(Columna publicada en la revista Generación de El Colombiano el 2 de febrero de 2024)
https://www.elcolombiano.com/generacion/etcetera/cortazar-modelo-para-armar-NC23655228
Uno de los autores más leídos de América nos muestra que lo real y lo
fantástico se confunden más de lo que se piensa.
Bruja es el primer cuento que publicó Julio Cortázar. Apareció en la revista Correo
Literario de la capital argentina varios años antes de la mitad del siglo
veinte. Con el tiempo, habría de incluirlo en el libro titulado La otra orilla.
Trata, cómo no, de una bruja. Paula notó, desde la infancia,
que era diferente a las demás personas. Tal diferencia radicaba en que podía
tener cuanto deseara. Detectó esta singularidad un lejano mediodía, cuando se
sentó al comedor antes de que su madre frunciera el ceño y su padre pronunciara
las cinco letras de su nombre. No quería tomar la sopa. Deseó con fuerza que
una mosca cayera en el plato. De pronto, uno de estos insectos naufragó en su
almuerzo para librarla de consumir aquel potaje. A partir de ahí, comenzó a
desear diferentes cosas. Bombones, anillos, sombreros. La diferencia la
aterraba. “Toda su vida ha tenido miedo. Nadie cree en
las brujas, pero si descubren una la matan”. Se
apartó de los demás de la casa y, al crecer, se mudó a otra hecha a su gusto por
arquitectos creados por ella.

++++++++

Lo que se pide:
1. En el texto sobre Cortázar, ¿qué cosas empezó a desear Paula? Anótalas todas.
2. Escribe cómo sigue el texto sobre Cortázar, empezando justo después de su última oración.

(Entradas de datos)

++++++++

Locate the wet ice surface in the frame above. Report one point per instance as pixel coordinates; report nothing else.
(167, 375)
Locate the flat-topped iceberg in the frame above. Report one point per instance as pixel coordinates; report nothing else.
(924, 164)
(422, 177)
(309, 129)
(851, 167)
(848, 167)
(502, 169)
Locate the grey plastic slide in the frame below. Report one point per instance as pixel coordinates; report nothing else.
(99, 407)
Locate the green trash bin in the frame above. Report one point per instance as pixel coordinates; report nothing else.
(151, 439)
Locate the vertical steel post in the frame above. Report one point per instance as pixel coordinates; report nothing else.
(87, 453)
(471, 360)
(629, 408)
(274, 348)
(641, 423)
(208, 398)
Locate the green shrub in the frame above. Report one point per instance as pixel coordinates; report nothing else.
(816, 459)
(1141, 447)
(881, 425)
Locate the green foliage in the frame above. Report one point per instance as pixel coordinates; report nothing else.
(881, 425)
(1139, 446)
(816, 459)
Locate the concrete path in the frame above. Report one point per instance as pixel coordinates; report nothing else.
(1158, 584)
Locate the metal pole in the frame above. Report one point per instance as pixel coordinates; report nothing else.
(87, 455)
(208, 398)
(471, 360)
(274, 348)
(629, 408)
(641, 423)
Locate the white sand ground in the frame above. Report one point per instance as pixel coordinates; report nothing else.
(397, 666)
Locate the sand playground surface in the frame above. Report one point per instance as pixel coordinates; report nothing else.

++++++++

Las respuestas:
1. Bombones, anillos y sombreros.

2.
Estas son las primeras líneas de
Bruja:
“Deja caer las agujas sobre el regazo. La mecedora se mueve
imperceptiblemente. Paula tiene una de esas extrañas impresiones que la
acometen de tiempo en tiempo; la necesidad imperiosa de aprehender todo lo que
sus sentidos puedan alcanzar en el instante. Trata de ordenar sus inmediatas
intuiciones, identificarlas y hacerlas conocimiento: movimiento de la mecedora,
dolor en el pie izquierdo, picazón en la raíz del cabello, gusto a canela,
canto del canario flauta, luz violeta en la ventana, sombras moradas a ambos
lados de la pieza, olor a viejo, a lana, a paquetes de cartas. Apenas ha
concluido el análisis cuando la invade una violenta infelicidad, una opresión
física como un bolo histérico que le sube a las fauces y la impulsa a correr, a
marcharse, a cambiar de vida; cosas a la que una profunda inspiración, cerrar
dos segundo los ojos y llamarse a sí misma estúpida bastan para anular
fácilmente.”
Una flor
amarilla es el primer cuento que
leí de Cortázar. Apareció en el
Dominical de El Colombiano al final del mismo siglo, aunque, para más datos, lo
publicó por primera vez la Revista de Occidente, de José Ortega y Gasset, pocos
años después de la mitad de esa centuria. Después, el autor habría de incluirlo
en el volumen Final del juego. Digo de paso que se convirtió en mi favorito entre los de este genio de la narrativa
breve.
No trata exactamente de una flor amarilla. Un hombre descubrió
que era diferente a los demás. Mientras los seres que iban por el mundo eran
inmortales, él tenía la certeza de ser mortal. La línea de sujetos que, sin
saberlo, uno tras otro, constituían la perpetuidad de los individuos, en él se
acababa de romper con la muerte de un chico —su equivalente o, más bien, su
sucesor— que había conocido hacía días. Y se angustió al saberlo.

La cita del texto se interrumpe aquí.